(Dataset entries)
* * *
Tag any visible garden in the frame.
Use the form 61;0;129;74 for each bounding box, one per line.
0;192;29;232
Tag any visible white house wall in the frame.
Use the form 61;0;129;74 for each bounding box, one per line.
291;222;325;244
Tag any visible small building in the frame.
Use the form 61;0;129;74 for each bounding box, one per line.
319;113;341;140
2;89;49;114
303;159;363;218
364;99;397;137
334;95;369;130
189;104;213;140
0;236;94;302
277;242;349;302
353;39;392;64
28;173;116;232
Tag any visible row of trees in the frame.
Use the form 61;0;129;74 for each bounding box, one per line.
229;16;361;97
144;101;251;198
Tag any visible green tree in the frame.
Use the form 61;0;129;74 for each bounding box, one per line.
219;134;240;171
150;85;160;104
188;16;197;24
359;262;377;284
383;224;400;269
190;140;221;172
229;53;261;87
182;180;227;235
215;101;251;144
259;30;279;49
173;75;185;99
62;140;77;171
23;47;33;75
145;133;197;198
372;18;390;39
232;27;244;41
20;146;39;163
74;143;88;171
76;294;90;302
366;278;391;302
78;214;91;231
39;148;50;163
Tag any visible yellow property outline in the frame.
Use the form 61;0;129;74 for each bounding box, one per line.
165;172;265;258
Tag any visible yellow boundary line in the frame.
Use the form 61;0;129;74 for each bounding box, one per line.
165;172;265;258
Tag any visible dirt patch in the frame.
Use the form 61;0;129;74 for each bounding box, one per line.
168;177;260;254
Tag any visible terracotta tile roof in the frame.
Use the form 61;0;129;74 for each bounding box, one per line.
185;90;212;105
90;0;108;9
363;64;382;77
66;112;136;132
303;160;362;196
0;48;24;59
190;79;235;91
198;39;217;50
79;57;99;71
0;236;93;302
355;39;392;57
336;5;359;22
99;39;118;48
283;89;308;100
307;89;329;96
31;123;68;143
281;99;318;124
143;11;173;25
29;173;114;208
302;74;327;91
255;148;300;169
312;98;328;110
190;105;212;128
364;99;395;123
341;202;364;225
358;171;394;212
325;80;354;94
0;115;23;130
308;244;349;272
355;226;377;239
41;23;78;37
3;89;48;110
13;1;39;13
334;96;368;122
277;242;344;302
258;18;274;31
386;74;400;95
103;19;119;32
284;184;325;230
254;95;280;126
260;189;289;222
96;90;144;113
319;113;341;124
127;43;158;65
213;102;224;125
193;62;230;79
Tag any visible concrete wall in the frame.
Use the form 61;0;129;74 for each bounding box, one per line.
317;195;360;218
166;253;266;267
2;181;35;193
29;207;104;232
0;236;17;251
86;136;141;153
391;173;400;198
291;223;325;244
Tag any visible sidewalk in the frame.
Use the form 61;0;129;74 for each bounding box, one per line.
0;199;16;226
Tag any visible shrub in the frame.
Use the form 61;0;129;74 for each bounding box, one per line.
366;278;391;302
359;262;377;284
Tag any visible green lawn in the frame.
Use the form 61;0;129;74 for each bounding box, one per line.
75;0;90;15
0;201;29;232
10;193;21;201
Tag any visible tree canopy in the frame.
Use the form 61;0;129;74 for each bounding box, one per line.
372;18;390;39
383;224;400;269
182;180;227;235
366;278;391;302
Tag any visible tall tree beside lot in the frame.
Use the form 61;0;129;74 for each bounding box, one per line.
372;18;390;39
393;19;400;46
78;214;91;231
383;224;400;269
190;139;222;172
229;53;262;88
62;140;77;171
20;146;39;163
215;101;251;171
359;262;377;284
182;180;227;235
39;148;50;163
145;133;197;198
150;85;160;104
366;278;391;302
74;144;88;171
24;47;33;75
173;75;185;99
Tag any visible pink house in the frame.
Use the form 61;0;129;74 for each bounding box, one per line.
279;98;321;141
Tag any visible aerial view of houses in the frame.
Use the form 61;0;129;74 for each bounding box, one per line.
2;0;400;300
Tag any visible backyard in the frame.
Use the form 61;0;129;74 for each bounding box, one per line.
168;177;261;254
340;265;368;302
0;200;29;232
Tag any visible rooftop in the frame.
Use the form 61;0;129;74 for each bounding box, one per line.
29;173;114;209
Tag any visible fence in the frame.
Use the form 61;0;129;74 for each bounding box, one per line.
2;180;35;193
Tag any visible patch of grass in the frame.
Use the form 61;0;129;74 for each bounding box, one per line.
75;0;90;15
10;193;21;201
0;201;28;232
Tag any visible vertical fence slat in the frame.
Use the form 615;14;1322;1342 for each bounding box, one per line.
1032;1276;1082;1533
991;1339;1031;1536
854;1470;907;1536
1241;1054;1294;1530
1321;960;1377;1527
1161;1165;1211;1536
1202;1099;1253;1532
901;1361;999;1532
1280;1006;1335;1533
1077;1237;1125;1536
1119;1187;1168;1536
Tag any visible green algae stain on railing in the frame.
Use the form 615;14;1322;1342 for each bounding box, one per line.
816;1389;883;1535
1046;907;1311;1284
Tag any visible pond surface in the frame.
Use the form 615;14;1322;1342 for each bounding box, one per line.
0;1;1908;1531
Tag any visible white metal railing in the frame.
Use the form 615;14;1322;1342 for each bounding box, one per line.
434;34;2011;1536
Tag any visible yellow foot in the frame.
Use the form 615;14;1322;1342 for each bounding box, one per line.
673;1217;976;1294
* * *
WORK TO COMPLETE:
Show, from the entries above, every line that includes the string "white".

RESPONSE TO THE EXERCISE:
Tag any visible white house wall in the frame.
Tag any visible white metal railing in the frame.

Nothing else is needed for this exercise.